Selected extract Block Start

Daily Voice | Kotak Mahindra AMC looking to buy IT stocks in current uncertainty given strong medium term outlook, says Harish Krishnan

Market Outlook
Harish Krishnan of Kotak Mahindra Asset Management Company

Harish Krishnan of Kotak Mahindra Asset Management Company

“We do think, it is more likely to be a soft landing in the US, given the resilience of corporates and consumers there. Therefore, the medium-term outlook remains quite strong, and we would be looking to buy into current uncertainty in the IT space,” Harish Krishnan, Senior VP & Fund Manager (Equity) at Kotak Mahindra Asset Management Company says in an interview with Moneycontrol.

On the equity markets, Harish with more than a decade of experience in equity research and fund management feels while being an election year, markets are likely to see elevated volatility.

He advised investors to use this volatility and cyclical aspects to increase allocation to equities from a medium-term outlook.

Do you think this is not the right time to bet on technology space?

Selected extract Block End
Dataset Block Start

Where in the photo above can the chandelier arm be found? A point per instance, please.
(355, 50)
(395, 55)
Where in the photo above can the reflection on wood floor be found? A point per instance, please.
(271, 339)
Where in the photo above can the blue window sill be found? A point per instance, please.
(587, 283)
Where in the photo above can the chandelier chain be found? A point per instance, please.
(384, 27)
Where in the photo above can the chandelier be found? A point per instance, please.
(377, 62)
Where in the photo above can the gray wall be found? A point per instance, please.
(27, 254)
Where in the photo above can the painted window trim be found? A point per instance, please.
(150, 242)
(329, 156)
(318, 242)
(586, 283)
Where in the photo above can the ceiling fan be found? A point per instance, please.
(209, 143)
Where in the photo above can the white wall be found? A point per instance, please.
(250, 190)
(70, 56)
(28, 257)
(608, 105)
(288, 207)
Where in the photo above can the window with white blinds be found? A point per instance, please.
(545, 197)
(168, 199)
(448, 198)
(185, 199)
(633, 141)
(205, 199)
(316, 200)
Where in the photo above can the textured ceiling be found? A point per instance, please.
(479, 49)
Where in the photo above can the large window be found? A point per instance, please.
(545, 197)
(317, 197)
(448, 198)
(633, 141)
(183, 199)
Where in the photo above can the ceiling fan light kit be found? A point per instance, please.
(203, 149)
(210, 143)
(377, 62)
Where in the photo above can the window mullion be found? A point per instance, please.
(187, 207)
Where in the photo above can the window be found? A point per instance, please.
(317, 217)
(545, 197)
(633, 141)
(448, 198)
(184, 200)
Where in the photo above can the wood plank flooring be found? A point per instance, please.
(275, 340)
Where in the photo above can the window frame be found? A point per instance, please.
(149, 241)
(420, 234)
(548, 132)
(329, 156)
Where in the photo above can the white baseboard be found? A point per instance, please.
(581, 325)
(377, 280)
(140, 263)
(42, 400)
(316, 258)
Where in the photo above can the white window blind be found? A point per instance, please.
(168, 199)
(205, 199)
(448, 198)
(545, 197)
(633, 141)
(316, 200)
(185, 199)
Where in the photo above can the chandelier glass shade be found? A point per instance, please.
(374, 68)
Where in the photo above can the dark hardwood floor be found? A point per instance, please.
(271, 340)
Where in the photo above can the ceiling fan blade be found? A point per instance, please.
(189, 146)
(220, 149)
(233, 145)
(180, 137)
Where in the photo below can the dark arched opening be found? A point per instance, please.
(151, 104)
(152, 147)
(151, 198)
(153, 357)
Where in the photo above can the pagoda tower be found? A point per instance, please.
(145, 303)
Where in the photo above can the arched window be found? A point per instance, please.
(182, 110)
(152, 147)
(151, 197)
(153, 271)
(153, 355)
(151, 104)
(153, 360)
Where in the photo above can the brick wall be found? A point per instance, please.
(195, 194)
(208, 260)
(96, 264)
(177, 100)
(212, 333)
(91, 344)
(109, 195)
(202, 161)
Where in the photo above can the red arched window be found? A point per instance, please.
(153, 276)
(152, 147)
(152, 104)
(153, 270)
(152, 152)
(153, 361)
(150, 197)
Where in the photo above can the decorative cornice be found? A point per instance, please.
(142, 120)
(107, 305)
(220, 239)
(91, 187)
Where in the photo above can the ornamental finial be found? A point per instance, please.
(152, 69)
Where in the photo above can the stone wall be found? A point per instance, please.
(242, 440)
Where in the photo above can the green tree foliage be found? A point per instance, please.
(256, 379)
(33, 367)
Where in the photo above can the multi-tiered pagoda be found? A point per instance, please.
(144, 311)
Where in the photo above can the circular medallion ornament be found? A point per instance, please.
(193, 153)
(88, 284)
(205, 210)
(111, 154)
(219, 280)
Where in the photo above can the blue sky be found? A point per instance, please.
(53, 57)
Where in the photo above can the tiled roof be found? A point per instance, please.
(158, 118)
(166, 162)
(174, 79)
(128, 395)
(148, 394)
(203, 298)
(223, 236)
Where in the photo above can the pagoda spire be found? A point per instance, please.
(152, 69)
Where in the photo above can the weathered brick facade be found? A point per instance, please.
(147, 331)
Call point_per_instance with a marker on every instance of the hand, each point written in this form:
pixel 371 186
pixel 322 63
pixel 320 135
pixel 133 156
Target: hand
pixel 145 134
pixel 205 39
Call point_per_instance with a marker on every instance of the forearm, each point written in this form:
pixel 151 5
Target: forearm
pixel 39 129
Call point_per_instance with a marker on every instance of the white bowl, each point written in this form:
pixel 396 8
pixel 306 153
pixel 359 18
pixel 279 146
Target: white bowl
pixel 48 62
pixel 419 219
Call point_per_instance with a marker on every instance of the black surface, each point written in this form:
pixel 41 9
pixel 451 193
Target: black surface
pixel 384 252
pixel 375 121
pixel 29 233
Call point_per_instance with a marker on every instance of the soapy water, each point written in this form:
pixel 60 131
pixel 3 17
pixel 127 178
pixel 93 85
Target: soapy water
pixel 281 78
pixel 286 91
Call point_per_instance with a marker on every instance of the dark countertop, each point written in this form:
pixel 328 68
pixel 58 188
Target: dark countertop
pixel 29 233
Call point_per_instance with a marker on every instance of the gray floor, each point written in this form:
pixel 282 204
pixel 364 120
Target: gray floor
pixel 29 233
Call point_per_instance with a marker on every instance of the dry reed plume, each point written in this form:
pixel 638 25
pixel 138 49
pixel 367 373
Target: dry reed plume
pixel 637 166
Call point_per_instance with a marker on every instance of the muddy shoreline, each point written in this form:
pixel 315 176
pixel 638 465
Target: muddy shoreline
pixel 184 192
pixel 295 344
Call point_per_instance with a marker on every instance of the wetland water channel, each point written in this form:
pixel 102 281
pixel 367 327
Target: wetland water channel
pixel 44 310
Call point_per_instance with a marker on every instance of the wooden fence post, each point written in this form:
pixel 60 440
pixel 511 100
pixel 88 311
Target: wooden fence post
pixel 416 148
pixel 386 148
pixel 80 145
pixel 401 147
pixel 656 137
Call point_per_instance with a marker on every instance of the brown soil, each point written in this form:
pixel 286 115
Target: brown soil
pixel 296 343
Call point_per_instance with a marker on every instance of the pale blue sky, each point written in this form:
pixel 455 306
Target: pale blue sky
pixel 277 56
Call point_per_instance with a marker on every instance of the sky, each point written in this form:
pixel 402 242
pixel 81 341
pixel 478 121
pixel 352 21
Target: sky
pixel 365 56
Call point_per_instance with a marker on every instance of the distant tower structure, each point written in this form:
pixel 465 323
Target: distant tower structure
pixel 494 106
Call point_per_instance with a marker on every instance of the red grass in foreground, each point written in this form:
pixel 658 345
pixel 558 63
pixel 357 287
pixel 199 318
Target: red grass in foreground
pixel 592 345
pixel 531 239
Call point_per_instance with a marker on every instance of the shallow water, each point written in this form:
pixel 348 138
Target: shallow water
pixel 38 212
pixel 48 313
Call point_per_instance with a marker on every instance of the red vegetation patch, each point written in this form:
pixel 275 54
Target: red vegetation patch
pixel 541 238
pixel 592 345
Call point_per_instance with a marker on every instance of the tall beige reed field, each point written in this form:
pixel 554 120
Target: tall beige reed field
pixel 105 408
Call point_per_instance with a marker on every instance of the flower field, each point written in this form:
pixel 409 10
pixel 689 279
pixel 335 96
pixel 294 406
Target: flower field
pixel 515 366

Dataset Block End

• _Check your understanding_:
a – Answer these questions from the Harish Krishnan interview:
(i) What position does Harish Krishnan hold at Kotak Mahindra Asset Management Company?
(ii) What reason does he give for thinking a soft landing in the US is more likely?
(iii) What does he advise investors to use the volatility and cyclical aspects for?
b – For each statement, say whether it agrees with the Harish Krishnan interview, and quote the words that decide it:
(i) Krishnan expects a hard landing in the US.
(ii) Krishnan has more than a decade of experience in equity research and fund management.
(iii) Krishnan expects markets to be calm in the election year.
c – Please write the next part of the Harish Krishnan interview, starting with his reply to the last question about the technology space.
The listing has nothing to do with the work here.

• _Responses by item number_:
a –
(i) Senior VP & Fund Manager (Equity)
(ii) The resilience of corporates and consumers there
(iii) To increase allocation to equities from a medium-term outlook

b –
(i) No: "it is more likely to be a soft landing in the US"
(ii) Yes: "with more than a decade of experience in equity research and fund management"
(iii) No: "while being an election year, markets are likely to see elevated volatility"

c –
For sure, there are near-term uncertainties with respect to the spending climate of clients of IT services as fears of a global recession loom. However, we do think, it is more likely to be a soft landing in the US, given the resilience of corporates and consumers there.

Therefore, the medium-term outlook remains quite strong, and we would be looking to buy into the current uncertainty in the space.

Do you think the central banks need to look at different tools to fight inflation?

In our opinion, the current global inflation stems from fiscal policies (lower immigration, free money transferred to accounts of all citizens during the Covid-19 pandemic etc), which entail that a lasting solution to global inflation needs to be a coordinated policy between both fiscal and monetary policies. For e.g., improved immigration trends can help cool off the labour market in a better fashion than using the brute force of monetary tightness.

Will the Q4FY23 be challenging for most consumer names?

There has been a significant deceleration in consumer trends post the festive season in India, as seen in Q3FY23 results. There may be multiple reasons attributed – elevated inflation levels or cool-off post-revenge consumption, among other factors. While there is likely to be some benefit in cooling off raw materials, helping improve gross margins, volume traction in sales is the key to watch out for.

What is your view on Q3FY23 and do you expect a similar kind of performance in Q4FY23 earnings as well?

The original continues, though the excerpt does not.